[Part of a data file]
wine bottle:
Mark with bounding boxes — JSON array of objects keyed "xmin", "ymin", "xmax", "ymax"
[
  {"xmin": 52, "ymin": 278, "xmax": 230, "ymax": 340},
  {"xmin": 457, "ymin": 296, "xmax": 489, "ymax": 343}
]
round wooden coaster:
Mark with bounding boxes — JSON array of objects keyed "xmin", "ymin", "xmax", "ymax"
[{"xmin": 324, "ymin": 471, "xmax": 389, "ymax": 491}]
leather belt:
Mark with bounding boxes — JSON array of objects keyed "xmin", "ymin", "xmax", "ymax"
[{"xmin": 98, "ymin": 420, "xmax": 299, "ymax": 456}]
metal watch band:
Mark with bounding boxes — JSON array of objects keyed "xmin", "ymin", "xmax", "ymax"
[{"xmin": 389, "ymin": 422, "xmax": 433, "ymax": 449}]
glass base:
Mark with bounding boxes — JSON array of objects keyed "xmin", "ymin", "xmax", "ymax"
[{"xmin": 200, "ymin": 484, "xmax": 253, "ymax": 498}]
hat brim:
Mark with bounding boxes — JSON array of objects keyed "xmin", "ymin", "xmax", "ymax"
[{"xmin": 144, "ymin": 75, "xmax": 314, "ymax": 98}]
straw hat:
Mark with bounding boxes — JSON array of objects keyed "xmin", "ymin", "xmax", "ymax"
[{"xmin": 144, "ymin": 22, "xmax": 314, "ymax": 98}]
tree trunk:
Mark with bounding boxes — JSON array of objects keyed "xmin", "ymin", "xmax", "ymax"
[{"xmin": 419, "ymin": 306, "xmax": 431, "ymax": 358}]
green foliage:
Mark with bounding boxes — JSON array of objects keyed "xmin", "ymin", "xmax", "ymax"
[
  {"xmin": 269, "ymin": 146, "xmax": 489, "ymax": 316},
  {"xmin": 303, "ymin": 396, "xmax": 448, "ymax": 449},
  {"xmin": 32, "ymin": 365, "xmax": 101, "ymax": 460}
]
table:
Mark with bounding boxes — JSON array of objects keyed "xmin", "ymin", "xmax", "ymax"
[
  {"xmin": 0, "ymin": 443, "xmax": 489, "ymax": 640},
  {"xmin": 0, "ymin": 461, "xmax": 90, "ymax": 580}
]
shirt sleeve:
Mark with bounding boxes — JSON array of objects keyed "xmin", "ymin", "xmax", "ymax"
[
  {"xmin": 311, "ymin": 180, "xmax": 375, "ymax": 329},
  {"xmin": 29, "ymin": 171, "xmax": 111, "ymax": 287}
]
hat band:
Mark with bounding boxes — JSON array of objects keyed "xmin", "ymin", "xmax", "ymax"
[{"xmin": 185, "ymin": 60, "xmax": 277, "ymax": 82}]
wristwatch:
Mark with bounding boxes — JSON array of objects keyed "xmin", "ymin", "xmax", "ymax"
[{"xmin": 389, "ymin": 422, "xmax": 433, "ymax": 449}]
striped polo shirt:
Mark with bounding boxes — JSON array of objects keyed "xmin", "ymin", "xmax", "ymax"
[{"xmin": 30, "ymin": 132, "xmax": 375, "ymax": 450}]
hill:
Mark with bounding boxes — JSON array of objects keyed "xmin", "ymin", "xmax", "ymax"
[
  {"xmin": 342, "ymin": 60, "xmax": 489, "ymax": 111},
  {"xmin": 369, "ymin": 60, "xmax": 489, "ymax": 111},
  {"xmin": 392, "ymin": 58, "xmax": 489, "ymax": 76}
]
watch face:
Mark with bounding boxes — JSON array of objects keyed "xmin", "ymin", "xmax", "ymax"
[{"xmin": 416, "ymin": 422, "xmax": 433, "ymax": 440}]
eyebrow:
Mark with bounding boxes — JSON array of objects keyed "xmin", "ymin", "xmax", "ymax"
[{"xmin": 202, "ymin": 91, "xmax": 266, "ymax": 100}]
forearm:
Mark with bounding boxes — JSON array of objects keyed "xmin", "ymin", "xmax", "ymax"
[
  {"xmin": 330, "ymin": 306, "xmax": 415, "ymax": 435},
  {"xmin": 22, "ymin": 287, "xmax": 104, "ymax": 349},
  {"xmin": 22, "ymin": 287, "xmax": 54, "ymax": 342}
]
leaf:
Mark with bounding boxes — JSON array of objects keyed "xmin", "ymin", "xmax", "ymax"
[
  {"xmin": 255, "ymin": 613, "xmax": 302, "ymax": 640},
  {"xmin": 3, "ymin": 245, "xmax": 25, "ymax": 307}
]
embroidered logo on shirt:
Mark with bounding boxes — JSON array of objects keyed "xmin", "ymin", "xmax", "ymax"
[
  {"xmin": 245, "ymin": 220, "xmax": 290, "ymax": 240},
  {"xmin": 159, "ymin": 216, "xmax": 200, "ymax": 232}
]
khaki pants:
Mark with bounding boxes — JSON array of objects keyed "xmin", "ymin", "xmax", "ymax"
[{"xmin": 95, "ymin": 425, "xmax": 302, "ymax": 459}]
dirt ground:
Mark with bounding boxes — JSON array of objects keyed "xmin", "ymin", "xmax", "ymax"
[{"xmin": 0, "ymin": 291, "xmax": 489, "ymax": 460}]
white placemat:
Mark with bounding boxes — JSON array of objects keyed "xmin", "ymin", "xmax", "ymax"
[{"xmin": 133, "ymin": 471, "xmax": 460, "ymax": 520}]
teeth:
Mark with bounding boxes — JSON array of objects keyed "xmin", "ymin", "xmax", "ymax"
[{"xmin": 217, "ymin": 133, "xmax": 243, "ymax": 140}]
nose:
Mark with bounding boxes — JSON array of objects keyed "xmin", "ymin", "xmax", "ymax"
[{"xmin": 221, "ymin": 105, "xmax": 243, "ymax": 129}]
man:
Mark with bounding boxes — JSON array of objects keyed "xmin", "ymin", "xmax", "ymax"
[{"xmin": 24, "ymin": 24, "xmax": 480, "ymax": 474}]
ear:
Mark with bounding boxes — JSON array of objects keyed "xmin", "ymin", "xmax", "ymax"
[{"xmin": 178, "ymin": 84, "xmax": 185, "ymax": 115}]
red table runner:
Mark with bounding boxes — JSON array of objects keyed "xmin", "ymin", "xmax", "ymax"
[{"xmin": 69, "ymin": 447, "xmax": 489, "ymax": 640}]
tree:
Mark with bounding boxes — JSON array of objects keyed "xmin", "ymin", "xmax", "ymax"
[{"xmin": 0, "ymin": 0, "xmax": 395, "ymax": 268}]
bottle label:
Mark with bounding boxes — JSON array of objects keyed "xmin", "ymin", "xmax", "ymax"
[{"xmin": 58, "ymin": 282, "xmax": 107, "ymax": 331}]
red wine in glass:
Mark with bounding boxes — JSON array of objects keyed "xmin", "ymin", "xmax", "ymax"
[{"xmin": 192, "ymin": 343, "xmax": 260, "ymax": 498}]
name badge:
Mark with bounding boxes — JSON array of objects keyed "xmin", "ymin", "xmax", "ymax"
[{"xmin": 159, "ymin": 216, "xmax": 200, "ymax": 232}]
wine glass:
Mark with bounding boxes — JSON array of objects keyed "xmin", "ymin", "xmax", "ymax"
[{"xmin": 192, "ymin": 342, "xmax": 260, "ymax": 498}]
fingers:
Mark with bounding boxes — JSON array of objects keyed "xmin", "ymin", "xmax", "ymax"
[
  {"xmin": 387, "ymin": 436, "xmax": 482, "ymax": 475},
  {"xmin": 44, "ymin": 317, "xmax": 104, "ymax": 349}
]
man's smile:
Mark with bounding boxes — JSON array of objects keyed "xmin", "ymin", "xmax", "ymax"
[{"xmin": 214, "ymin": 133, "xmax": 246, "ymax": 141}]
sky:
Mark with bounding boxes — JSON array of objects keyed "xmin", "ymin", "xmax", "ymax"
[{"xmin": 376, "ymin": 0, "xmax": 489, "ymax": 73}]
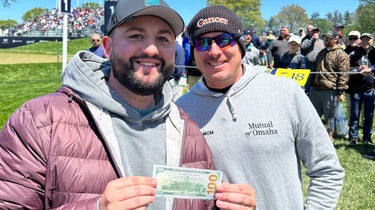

* What is being asked *
Reproduce all of these rows line for line, omitting the picture.

* Response to the task *
wine bottle:
Mark with bounding boxes — JSON array of objects keyed "xmin", "ymin", "xmax", "ymax"
[
  {"xmin": 52, "ymin": 278, "xmax": 230, "ymax": 340},
  {"xmin": 457, "ymin": 296, "xmax": 489, "ymax": 343}
]
round wooden coaster:
Mark with bounding boxes — JSON array of objects keyed "xmin", "ymin", "xmax", "ymax"
[{"xmin": 324, "ymin": 471, "xmax": 389, "ymax": 491}]
leather belt:
Mark with bounding boxes — JSON array of objects keyed "xmin", "ymin", "xmax", "ymax"
[{"xmin": 98, "ymin": 420, "xmax": 299, "ymax": 456}]
metal watch band:
Mark with bounding boxes — JSON array of objects keyed "xmin", "ymin", "xmax", "ymax"
[{"xmin": 389, "ymin": 422, "xmax": 433, "ymax": 449}]
glass base:
Mark with bounding boxes — JSON array of objects keyed "xmin", "ymin", "xmax", "ymax"
[{"xmin": 200, "ymin": 484, "xmax": 253, "ymax": 498}]
hat brim:
Mark with bounding boxes — JSON array of objects keyed "xmin", "ymin", "xmax", "ymax"
[{"xmin": 144, "ymin": 75, "xmax": 314, "ymax": 98}]
straw hat:
Mark with bounding boxes — JSON array of objects keyed "xmin", "ymin", "xmax", "ymax"
[{"xmin": 144, "ymin": 22, "xmax": 314, "ymax": 98}]
tree trunk:
Mark with bounding boxes — JSON array of objects keyed "xmin", "ymin", "xmax", "ymax"
[{"xmin": 419, "ymin": 306, "xmax": 431, "ymax": 358}]
green foliage:
Mark with bounding boxes — JSON array of objects keyed "xmin", "ymin", "xmax", "ymax"
[
  {"xmin": 269, "ymin": 146, "xmax": 489, "ymax": 316},
  {"xmin": 303, "ymin": 396, "xmax": 448, "ymax": 449},
  {"xmin": 32, "ymin": 365, "xmax": 101, "ymax": 460}
]
table:
Mark with bounding boxes — JSON array of objects keyed "xmin", "ymin", "xmax", "ymax"
[
  {"xmin": 0, "ymin": 443, "xmax": 489, "ymax": 640},
  {"xmin": 0, "ymin": 461, "xmax": 90, "ymax": 580}
]
shirt sleeve:
Mark with bounding boxes — JSON array of objects keyed "xmin", "ymin", "xmax", "ymax"
[
  {"xmin": 311, "ymin": 180, "xmax": 375, "ymax": 329},
  {"xmin": 29, "ymin": 171, "xmax": 111, "ymax": 287}
]
hat band:
Mark with bounding boxes — JSON array of objects keyed "xmin", "ymin", "xmax", "ymax"
[{"xmin": 185, "ymin": 60, "xmax": 277, "ymax": 82}]
wristwatch:
Mark with bounding boxes — JSON array of objects keyed "xmin", "ymin", "xmax", "ymax"
[{"xmin": 389, "ymin": 422, "xmax": 433, "ymax": 449}]
striped polo shirt:
Mark with bounding boxes — JSON array of objects keyed "xmin", "ymin", "xmax", "ymax"
[{"xmin": 30, "ymin": 132, "xmax": 375, "ymax": 450}]
hill:
Mark with bounding boxes — JSON array of objects keyed "xmin", "ymin", "xmax", "ymax"
[
  {"xmin": 342, "ymin": 60, "xmax": 489, "ymax": 111},
  {"xmin": 369, "ymin": 60, "xmax": 489, "ymax": 111},
  {"xmin": 392, "ymin": 58, "xmax": 489, "ymax": 76}
]
watch face:
Mark with bounding boxes — JSON array of objects keyed "xmin", "ymin", "xmax", "ymax"
[{"xmin": 416, "ymin": 422, "xmax": 433, "ymax": 440}]
eyebrow:
Mark with bounding boxes — JSON array of objects keyed "xmin", "ymin", "xmax", "ymax"
[{"xmin": 202, "ymin": 91, "xmax": 266, "ymax": 100}]
forearm:
Mark with bounding boxes — JSON array of objects keyed "xmin", "ymin", "xmax", "ymax"
[
  {"xmin": 330, "ymin": 306, "xmax": 415, "ymax": 435},
  {"xmin": 22, "ymin": 287, "xmax": 104, "ymax": 349},
  {"xmin": 22, "ymin": 287, "xmax": 54, "ymax": 342}
]
leaf:
Mark with bounding boxes — JSON array of objects keyed "xmin", "ymin", "xmax", "ymax"
[
  {"xmin": 255, "ymin": 613, "xmax": 302, "ymax": 640},
  {"xmin": 3, "ymin": 245, "xmax": 25, "ymax": 307}
]
embroidered logo on shirt:
Mark with bounding boxes — JSON array of objects keyed "xmin", "ymin", "xmax", "ymax"
[
  {"xmin": 245, "ymin": 220, "xmax": 290, "ymax": 240},
  {"xmin": 159, "ymin": 216, "xmax": 200, "ymax": 232}
]
khaki pants:
Mark with bounding boxes — JSON array of objects keyed "xmin", "ymin", "xmax", "ymax"
[{"xmin": 95, "ymin": 425, "xmax": 302, "ymax": 459}]
dirt ground:
Mark with bounding boxes — JSON array of objects keyed "xmin", "ymin", "xmax", "ymax"
[{"xmin": 0, "ymin": 291, "xmax": 489, "ymax": 460}]
white placemat:
Mark with bounding boxes — JSON array of objects keyed "xmin", "ymin", "xmax", "ymax"
[{"xmin": 133, "ymin": 471, "xmax": 460, "ymax": 520}]
teeth:
Mark with bounding boxes — JSON array of objects keyed "xmin", "ymin", "xmax", "ymax"
[{"xmin": 217, "ymin": 133, "xmax": 243, "ymax": 140}]
nose:
Mark with bounding boxes — JSON array of objects keyed "xmin", "ymin", "xmax", "ymax"
[{"xmin": 221, "ymin": 105, "xmax": 243, "ymax": 129}]
man:
Mark with bounding boxes — JSON array of objects keyed "xmin", "ymin", "xmax", "ymax"
[{"xmin": 24, "ymin": 24, "xmax": 480, "ymax": 474}]
ear:
Mark with bounding boxes — JSON array of objects keyed "xmin", "ymin", "xmax", "ymax"
[{"xmin": 178, "ymin": 84, "xmax": 185, "ymax": 115}]
red table runner:
Mark with bounding boxes — JSON array of objects keyed "xmin", "ymin", "xmax", "ymax"
[{"xmin": 69, "ymin": 447, "xmax": 489, "ymax": 640}]
tree:
Mark with bounding boxes — JSON array of objects keyed "xmin", "ymin", "xmax", "ymax"
[{"xmin": 0, "ymin": 0, "xmax": 395, "ymax": 268}]
bottle label:
Mark with bounding boxes — JSON array of objects keyed "xmin", "ymin", "xmax", "ymax"
[{"xmin": 58, "ymin": 282, "xmax": 107, "ymax": 331}]
red wine in glass:
Mark with bounding boxes — JSON array of objects keyed "xmin", "ymin", "xmax", "ymax"
[{"xmin": 192, "ymin": 343, "xmax": 260, "ymax": 498}]
name badge:
Mark with bounding boxes — JSON array of objects keyed "xmin", "ymin", "xmax", "ymax"
[{"xmin": 159, "ymin": 216, "xmax": 200, "ymax": 232}]
wine glass:
Mark with bounding boxes — JSON array of objects keyed "xmin", "ymin", "xmax", "ymax"
[{"xmin": 192, "ymin": 342, "xmax": 260, "ymax": 498}]
fingers:
Mark with bounding boxes — JSON array of objects keyed "xmin", "ymin", "xmax", "ymax"
[
  {"xmin": 387, "ymin": 436, "xmax": 482, "ymax": 475},
  {"xmin": 44, "ymin": 317, "xmax": 104, "ymax": 349}
]
man's smile:
Mark with bounding boxes — JSON array of objects keyed "xmin", "ymin", "xmax", "ymax"
[{"xmin": 214, "ymin": 133, "xmax": 246, "ymax": 141}]
sky:
Mark with bounding boxes — JSON array of objects keyed "xmin", "ymin", "xmax", "ymax"
[{"xmin": 376, "ymin": 0, "xmax": 489, "ymax": 73}]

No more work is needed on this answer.